▶ [Written request]: Without the pictures, set down the records below word for word.

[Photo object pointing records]
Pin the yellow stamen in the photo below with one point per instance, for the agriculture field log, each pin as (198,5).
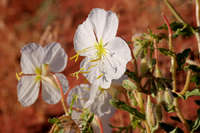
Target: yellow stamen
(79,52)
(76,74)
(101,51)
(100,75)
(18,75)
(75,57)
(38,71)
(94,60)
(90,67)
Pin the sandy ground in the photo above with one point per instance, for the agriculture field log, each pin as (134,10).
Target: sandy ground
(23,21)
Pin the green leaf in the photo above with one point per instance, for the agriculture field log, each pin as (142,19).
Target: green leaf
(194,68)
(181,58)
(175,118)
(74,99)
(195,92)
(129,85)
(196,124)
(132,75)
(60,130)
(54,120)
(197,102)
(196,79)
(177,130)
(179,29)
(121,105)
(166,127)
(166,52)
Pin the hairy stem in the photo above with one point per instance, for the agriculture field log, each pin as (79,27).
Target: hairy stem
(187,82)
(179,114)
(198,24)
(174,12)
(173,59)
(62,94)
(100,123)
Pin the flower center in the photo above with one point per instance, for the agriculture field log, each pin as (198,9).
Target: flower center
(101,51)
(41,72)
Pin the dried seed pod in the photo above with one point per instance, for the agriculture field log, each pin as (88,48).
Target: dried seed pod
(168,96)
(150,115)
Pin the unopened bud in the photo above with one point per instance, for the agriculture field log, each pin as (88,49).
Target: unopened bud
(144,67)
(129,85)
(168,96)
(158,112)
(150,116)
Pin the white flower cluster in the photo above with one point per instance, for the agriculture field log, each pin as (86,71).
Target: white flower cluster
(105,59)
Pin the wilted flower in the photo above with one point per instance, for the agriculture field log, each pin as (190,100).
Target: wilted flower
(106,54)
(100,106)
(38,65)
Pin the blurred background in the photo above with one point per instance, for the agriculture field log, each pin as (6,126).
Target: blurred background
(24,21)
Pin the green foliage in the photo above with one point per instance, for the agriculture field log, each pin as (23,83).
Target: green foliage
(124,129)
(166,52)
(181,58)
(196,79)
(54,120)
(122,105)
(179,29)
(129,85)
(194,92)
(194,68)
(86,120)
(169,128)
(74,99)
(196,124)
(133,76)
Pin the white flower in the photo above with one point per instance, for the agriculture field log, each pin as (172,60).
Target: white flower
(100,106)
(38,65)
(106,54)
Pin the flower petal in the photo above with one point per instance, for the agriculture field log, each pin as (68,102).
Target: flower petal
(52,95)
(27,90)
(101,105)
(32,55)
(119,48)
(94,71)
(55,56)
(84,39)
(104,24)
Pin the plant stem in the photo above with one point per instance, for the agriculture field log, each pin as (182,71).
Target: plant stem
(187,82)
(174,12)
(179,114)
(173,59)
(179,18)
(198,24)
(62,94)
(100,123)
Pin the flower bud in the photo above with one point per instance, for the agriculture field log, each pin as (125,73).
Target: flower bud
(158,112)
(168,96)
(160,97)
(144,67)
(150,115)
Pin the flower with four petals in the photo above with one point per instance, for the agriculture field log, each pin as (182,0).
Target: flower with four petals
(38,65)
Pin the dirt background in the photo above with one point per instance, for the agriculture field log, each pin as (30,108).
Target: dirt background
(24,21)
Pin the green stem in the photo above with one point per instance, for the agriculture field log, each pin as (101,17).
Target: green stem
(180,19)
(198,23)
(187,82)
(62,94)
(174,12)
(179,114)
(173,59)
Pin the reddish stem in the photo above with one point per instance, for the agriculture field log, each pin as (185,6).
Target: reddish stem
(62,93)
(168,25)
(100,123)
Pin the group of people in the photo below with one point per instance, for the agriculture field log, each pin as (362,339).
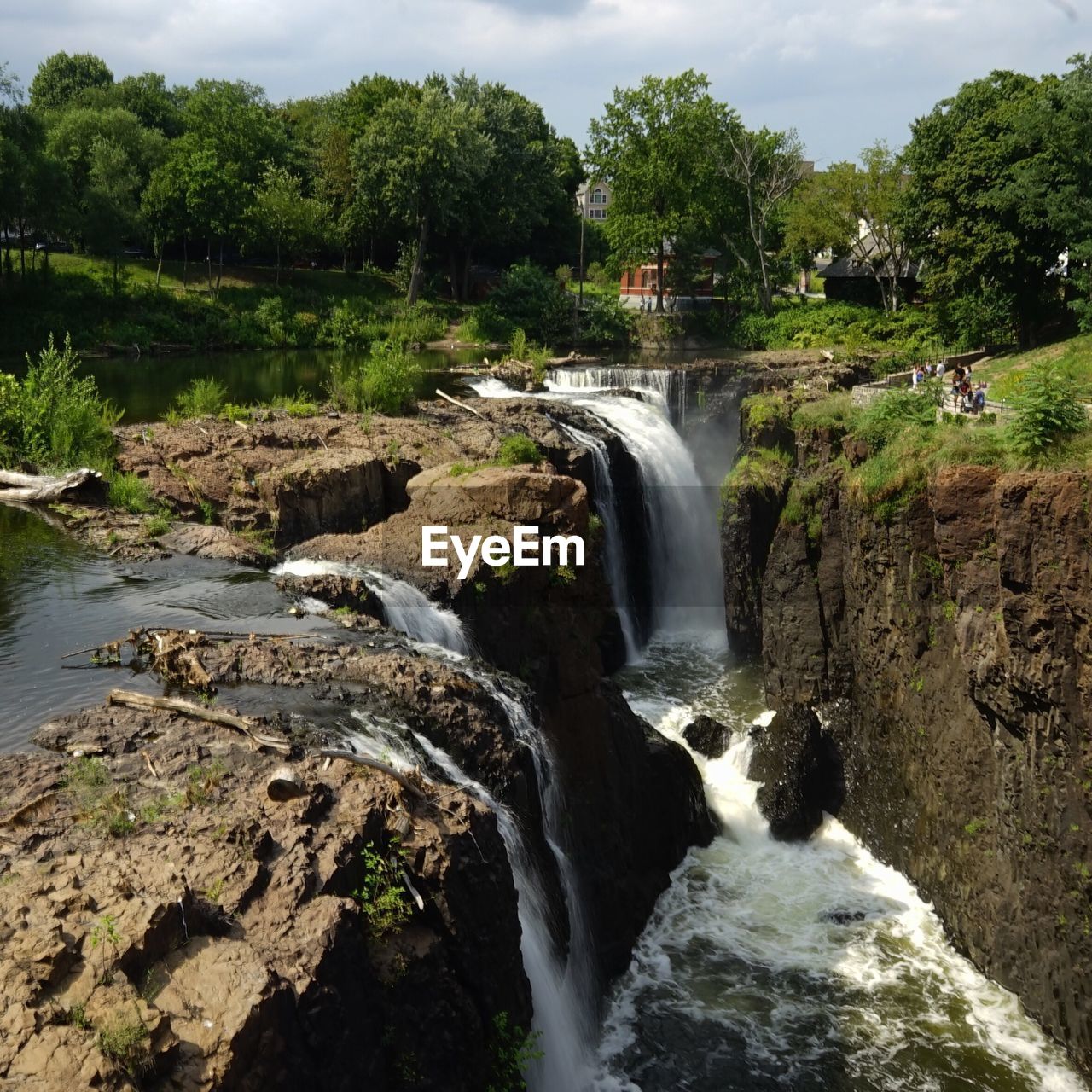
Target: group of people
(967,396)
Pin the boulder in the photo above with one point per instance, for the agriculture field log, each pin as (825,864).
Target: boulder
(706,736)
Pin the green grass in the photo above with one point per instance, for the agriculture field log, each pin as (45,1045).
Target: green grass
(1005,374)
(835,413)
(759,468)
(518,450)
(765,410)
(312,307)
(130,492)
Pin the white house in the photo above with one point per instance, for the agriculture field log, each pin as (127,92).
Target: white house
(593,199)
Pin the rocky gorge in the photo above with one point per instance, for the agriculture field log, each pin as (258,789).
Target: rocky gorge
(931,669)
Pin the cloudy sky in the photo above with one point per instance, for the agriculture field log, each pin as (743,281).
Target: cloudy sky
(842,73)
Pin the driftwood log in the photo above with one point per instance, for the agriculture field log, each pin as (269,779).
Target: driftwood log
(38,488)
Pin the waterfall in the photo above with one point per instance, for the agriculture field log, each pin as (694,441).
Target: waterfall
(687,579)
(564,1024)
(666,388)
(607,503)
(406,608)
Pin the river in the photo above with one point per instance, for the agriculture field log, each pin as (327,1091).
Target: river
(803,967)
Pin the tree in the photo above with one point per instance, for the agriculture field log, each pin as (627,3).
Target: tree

▶ [Exercise output]:
Pin the yellow stamen in the photo below with one point per instance, for the agriculture field log, each pin as (198,5).
Target: yellow stamen
(79,52)
(76,74)
(101,51)
(100,75)
(18,75)
(75,57)
(38,71)
(94,60)
(90,67)
Pin the sandy ground in the photo above with one point per instance, for the agriculture field log, each pin as (134,10).
Target: sandy ground
(23,21)
Pin the green leaf in the photo above with one point per instance, for the agriculture field log, each pin as (142,19).
Target: green leaf
(194,68)
(181,58)
(175,118)
(74,99)
(195,92)
(129,85)
(196,124)
(132,75)
(60,130)
(54,120)
(197,102)
(196,79)
(177,130)
(179,29)
(121,105)
(166,127)
(166,52)
Pin the hairy stem in the photo above with one point per instance, for the agriculture field log, each pin as (79,27).
Target: hairy stem
(187,82)
(179,114)
(198,24)
(174,12)
(173,59)
(62,94)
(100,123)
Pin the flower center in the photo above with one point per instance, for the agriculture field log, each pin as (198,9).
Target: flower center
(101,51)
(41,72)
Pin the dried seed pod in the photo above with one point per instance, for the agriculture field log, each pin as (88,48).
Target: dried seed pod
(168,96)
(150,115)
Pin the unopened bud in the photo above with one point per instance, for the agriculture field log, each pin as (88,49).
Target: unopened bud
(144,67)
(129,85)
(168,96)
(158,112)
(150,116)
Pin the white flower cluster in the photo above with one point per instance, for the agriculture field log, each pin as (86,71).
Target: white flower cluster
(105,59)
Pin the wilted flower in the photo above with one point per instance, for the agriculture field log, each pin as (190,100).
Target: wilted flower
(106,54)
(100,106)
(38,65)
Pin the blurred background in the photo above with one point per instance, for the agriculture field log, each pin as (6,126).
Target: blurred background
(24,21)
Pin the green foliage in the photo above with one point per instance, for the agriculture field log, each pin as (23,83).
Target: green foliage
(124,129)
(166,52)
(181,58)
(196,79)
(54,120)
(122,105)
(179,29)
(129,85)
(194,92)
(194,68)
(86,120)
(169,128)
(74,99)
(196,124)
(133,76)
Pin the white flower in the photo above with one point per instance, for the agriculture field log, each pin as (172,60).
Target: white flower
(100,106)
(38,65)
(106,54)
Pin the flower petal in the photo above with one point per instance, for the agriculture field log, each pin as (68,102).
Target: flower petal
(52,95)
(27,90)
(101,105)
(32,55)
(119,48)
(94,71)
(55,56)
(84,39)
(104,24)
Pin the plant stem in the photo above with one point per instance, for the agriculture field log, each pin as (182,71).
Target: plant stem
(187,82)
(174,12)
(179,114)
(173,59)
(179,18)
(198,24)
(62,94)
(100,123)
Pin the flower bud in the photo above with one point per instance, for the agriculture field log, each pin as (125,73).
Target: flower bud
(158,112)
(168,96)
(160,97)
(144,67)
(150,115)
Pin the flower with four petals in the photo above with one point per instance, for the agriculture field log, each pin as (182,0).
Target: flower with four petals
(38,65)
Pin the dirt background in the photo above with one point per instance, for the agriculture field log, each pin as (30,108).
Target: dirt background
(24,21)
Pin the green stem in the photo above with one point per instance, for the agriculture field log, each pin as (101,17).
Target: green stem
(180,19)
(198,23)
(187,82)
(62,94)
(174,12)
(179,114)
(173,59)
Pin the reddish stem in the photo above with one point per instance, for the agriculture field log, each pin as (185,6).
Target: reddish stem
(62,93)
(168,25)
(100,123)
Pin the group of people in the photo below with one point per instance, for the agriculture field log, each pin as (362,339).
Target: group of people
(967,396)
Pin the boulder in the photo above with one point per instance, for the agriculture field log, each pin as (825,864).
Target: boulder
(706,736)
Pin the green grass in the photo above with one point per instance, for the agriculture field log, each pin as (45,1045).
Target: green grass
(1005,374)
(835,413)
(759,468)
(518,450)
(765,410)
(312,307)
(130,492)
Pin the white house in the photo above with one point per instance, for the agriculture field log, each pin as (127,92).
Target: white house
(593,199)
Pin the rocky gorge in the photo above with one point per instance, for the agriculture field log, each pin as (258,789).
Target: rocky gorge
(931,669)
Pin the cloudy sky in the photo above with one point per instance, for the agriculture field log, each pin as (743,281).
Target: cloudy sky
(842,73)
Pin the driftwood log in the photo above with one point per instance, for the agriculture field log, each pin as (269,779).
Target: driftwood log
(38,488)
Pin the waterfall in the photo above with one point per instance, for the agriculture field log, each pin as (694,441).
Target: waterfall
(687,579)
(564,1024)
(666,388)
(607,503)
(406,608)
Pin the river in the photo above with one point per instance, for the agriculture field log, each pin as (327,1091).
Target: river
(803,967)
Pin the tree in the photo above with one point per instance, for the agriculture field log, each pin as (627,3).
Target: tree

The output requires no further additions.